Aim of the exercise:
Lay out as a numbered list the part of the records that opens with the line containing "One point marks each instance of the black" and closes with the line containing "One point marks each instance of the nose.", including both of those lines and omitting any blank lines.

##### Material provided #####

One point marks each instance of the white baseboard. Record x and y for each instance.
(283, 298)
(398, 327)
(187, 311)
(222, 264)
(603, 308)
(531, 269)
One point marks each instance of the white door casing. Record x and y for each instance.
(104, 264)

#####
##### Material provided #####

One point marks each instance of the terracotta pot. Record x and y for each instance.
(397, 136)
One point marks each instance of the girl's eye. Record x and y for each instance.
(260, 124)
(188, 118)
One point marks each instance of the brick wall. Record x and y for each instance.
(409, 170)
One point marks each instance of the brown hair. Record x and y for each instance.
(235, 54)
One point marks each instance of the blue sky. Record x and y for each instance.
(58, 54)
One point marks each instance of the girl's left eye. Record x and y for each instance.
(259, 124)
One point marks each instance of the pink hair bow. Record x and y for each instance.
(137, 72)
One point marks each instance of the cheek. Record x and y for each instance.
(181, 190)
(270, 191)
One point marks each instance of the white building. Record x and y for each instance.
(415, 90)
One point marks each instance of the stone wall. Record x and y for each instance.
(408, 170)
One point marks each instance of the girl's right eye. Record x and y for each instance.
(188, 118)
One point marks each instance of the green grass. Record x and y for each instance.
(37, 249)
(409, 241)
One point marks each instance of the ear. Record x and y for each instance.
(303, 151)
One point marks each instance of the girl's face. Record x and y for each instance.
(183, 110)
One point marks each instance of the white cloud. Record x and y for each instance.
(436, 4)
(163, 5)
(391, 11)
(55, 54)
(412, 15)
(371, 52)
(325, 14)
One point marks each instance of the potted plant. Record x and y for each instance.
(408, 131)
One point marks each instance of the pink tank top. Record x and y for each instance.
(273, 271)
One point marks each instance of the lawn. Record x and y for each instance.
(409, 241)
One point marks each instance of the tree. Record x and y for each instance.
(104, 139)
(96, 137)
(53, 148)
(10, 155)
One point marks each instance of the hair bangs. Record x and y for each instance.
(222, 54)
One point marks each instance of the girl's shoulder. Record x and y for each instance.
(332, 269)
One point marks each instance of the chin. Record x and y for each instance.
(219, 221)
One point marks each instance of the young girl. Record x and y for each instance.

#####
##### Material provided #####

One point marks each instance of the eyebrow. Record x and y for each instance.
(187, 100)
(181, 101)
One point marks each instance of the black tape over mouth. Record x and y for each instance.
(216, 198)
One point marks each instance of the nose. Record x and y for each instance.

#####

Response below:
1. One point marks each instance of the black tape over mouth. Record x and y for each instance.
2. (216, 198)
3. One point marks each instance of the nose. Record x and y for each instance.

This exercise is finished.